* **WHAT THE EXERCISE ASKS**
Could you return, exactly as written, only the lines from the one holding "positive clicks: (330, 55)" through the final line of the records below?
┄┄┄┄┄┄┄┄┄┄┄┄┄┄┄┄┄┄┄┄
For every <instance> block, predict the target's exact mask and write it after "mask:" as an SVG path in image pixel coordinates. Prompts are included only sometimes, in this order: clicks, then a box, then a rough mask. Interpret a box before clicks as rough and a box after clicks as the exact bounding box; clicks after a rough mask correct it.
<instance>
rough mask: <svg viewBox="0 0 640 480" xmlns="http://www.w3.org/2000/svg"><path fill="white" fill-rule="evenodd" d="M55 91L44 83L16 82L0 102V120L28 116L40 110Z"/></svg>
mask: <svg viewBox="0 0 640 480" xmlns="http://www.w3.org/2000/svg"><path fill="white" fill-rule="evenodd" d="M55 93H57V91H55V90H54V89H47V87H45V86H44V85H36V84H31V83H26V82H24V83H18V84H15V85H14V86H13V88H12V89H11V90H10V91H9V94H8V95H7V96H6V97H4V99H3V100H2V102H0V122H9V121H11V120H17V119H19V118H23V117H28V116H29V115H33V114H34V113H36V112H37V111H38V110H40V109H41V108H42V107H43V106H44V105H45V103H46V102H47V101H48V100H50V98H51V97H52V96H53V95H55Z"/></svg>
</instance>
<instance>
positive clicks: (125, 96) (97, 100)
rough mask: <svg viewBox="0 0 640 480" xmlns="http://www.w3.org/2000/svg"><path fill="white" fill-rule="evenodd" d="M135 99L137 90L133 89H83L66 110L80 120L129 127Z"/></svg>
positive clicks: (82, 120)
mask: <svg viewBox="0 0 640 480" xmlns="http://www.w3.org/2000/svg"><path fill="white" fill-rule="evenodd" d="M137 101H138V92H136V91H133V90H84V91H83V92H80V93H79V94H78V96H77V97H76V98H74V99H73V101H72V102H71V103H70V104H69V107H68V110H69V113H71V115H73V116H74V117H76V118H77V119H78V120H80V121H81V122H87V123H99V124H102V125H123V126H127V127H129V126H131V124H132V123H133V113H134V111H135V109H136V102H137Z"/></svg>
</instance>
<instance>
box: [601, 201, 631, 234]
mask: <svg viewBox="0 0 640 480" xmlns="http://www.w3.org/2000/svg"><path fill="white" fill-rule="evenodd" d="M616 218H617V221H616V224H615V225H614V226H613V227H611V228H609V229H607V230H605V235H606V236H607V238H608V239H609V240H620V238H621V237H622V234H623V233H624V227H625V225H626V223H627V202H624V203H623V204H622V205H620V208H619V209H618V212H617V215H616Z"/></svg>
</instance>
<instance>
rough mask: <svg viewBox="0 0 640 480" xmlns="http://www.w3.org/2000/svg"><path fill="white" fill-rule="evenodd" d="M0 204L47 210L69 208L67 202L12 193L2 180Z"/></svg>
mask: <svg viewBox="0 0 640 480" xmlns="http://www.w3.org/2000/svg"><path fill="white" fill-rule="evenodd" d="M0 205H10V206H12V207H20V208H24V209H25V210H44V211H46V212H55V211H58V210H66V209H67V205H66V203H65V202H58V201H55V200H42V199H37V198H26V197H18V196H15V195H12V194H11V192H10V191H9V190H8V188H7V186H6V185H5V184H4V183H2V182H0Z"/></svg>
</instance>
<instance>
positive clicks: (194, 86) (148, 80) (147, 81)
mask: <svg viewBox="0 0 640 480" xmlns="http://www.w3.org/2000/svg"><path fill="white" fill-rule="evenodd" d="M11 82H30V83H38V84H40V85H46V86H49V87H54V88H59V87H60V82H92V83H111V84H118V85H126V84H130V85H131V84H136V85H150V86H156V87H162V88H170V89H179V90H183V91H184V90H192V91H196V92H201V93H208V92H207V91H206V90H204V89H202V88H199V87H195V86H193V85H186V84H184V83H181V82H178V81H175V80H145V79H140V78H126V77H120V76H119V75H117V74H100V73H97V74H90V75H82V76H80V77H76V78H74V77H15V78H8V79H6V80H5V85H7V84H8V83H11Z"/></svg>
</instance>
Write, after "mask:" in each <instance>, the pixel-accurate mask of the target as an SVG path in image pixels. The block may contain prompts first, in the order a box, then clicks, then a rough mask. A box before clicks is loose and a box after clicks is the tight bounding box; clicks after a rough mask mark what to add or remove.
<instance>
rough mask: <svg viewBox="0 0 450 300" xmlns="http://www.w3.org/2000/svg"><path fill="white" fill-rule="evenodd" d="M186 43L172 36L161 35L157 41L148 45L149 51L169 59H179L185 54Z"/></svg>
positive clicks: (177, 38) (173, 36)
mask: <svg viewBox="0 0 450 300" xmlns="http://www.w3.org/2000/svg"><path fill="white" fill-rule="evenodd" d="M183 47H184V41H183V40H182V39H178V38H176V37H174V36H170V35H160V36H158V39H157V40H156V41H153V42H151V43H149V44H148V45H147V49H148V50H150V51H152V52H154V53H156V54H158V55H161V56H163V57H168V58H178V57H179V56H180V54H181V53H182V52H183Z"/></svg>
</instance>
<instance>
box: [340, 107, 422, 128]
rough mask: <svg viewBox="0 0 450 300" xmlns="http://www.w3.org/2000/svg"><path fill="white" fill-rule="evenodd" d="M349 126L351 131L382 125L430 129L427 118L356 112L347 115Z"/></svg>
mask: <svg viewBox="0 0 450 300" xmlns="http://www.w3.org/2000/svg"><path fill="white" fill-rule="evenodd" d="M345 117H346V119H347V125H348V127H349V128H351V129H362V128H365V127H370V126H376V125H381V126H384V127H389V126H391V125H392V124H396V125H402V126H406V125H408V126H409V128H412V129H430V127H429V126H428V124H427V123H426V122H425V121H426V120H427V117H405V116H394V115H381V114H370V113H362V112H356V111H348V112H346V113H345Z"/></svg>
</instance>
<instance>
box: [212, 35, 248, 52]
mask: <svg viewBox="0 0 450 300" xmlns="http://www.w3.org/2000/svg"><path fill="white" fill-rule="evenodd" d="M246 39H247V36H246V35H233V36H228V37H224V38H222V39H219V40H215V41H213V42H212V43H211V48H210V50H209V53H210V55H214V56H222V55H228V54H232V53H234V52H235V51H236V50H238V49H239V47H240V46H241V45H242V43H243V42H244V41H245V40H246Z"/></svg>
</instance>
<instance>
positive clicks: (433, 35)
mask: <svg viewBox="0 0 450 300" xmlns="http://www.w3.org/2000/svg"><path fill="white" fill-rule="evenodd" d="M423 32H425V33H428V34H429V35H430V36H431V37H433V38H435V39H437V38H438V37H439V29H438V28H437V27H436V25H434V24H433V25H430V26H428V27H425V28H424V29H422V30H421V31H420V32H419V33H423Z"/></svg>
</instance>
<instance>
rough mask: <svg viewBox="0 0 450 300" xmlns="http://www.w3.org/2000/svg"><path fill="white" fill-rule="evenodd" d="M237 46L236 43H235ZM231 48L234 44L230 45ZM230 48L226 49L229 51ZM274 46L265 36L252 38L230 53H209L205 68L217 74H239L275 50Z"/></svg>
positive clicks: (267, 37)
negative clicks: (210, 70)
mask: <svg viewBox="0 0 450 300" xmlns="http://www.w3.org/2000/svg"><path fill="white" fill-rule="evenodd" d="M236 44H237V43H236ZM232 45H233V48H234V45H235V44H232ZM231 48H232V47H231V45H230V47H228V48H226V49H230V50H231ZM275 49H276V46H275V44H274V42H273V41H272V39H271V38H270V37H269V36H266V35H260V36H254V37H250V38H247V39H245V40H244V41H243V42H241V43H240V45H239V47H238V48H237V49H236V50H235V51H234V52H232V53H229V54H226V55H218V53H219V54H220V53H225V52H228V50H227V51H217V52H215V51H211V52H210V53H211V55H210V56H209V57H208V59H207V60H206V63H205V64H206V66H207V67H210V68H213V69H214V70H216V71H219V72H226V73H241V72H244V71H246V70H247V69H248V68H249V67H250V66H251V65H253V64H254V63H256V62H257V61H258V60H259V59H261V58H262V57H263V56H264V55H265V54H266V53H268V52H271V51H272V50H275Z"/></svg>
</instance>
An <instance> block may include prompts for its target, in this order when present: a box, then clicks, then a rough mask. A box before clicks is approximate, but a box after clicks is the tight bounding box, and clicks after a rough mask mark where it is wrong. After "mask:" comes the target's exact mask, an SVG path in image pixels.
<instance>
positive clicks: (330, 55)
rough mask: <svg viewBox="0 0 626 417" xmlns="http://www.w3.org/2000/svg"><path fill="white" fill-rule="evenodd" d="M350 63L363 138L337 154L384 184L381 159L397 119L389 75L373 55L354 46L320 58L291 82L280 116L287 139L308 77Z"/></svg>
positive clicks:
┄┄┄┄┄┄┄┄┄┄┄┄┄┄┄┄┄┄┄┄
* **SOLUTION TO THE EXERCISE**
positive clicks: (330, 55)
rough mask: <svg viewBox="0 0 626 417" xmlns="http://www.w3.org/2000/svg"><path fill="white" fill-rule="evenodd" d="M350 63L363 138L337 154L384 184L381 159L397 119L389 75L373 55L354 46L320 58L291 82L280 116L287 139L308 77Z"/></svg>
positive clicks:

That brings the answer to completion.